Work instructions ::
a) Reproduce the part of the news item on the Almac and VTU Technology collaboration that opens with the words containing "Monday, June 11, 2012" and closes with "throughout all phases.".
b) In the news item on the Almac and VTU Technology collaboration, what example of site-specific modification is named?

Reading passage ::
......

Almac, VTU Technology to offer joint services

Monday, June 11, 2012 10:17 AM

Worldwide CRO Almac and European CRO VTU Technology have formed a collaboration to offer joint services for the expression of recombinant proteins with site-specific modification and labelling, such as PEGylation for half-life extension of proteins.

The alliance provides several benefits to biopharmaceutical companies seeking fast-track protein expression and process development and subsequent site-specific protein modification. This integrated service platform combines two proven and unique technologies: VTU Technology’s high-expression Pichia technology and speed in expression strain and process development along with Almac’s expertise in peptide and protein engineering techniques for the improvement of drug products. This collaboration offers customers an integrated approach with a smooth technology transfer throughout all phases.

......

Data under study ::
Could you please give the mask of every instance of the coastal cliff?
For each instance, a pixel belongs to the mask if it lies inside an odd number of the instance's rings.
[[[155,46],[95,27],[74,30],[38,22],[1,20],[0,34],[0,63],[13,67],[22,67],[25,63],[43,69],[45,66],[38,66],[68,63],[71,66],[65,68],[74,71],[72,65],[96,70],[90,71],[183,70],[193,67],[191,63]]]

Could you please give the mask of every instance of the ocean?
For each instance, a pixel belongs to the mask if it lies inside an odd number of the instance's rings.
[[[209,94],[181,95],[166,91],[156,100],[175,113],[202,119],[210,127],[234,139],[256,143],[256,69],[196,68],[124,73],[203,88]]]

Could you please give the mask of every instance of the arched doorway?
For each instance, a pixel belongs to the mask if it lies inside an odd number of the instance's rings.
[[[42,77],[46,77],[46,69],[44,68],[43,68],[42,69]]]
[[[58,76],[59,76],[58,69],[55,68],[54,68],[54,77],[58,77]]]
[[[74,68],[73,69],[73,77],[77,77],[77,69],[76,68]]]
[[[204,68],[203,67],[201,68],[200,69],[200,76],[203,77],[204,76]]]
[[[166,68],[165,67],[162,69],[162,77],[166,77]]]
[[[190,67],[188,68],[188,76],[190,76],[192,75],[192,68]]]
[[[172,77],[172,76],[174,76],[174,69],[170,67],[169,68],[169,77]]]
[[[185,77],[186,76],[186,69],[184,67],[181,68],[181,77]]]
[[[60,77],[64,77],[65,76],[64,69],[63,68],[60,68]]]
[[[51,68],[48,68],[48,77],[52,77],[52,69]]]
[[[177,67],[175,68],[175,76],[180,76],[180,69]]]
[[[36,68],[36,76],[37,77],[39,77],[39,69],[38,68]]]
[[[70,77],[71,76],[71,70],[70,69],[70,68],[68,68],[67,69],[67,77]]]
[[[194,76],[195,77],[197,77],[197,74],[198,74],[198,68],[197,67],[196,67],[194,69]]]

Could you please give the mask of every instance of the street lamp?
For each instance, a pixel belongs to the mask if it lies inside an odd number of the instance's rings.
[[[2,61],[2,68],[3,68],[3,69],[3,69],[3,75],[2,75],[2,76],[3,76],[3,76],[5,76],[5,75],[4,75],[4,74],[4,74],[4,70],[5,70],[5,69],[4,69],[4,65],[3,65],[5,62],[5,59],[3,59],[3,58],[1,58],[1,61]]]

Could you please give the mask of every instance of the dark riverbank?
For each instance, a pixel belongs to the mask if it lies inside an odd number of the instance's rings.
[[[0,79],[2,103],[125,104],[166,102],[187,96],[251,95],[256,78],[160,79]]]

......

Responses in order ::
a)
Monday, June 11, 2012 10:17 AM

Worldwide CRO Almac and European CRO VTU Technology have formed a collaboration to offer joint services for the expression of recombinant proteins with site-specific modification and labelling, such as PEGylation for half-life extension of proteins.

The alliance provides several benefits to biopharmaceutical companies seeking fast-track protein expression and process development and subsequent site-specific protein modification. This integrated service platform combines two proven and unique technologies: VTU Technology’s high-expression Pichia technology and speed in expression strain and process development along with Almac’s expertise in peptide and protein engineering techniques for the improvement of drug products. This collaboration offers customers an integrated approach with a smooth technology transfer throughout all phases.

b) PEGylation for half-life extension of proteins.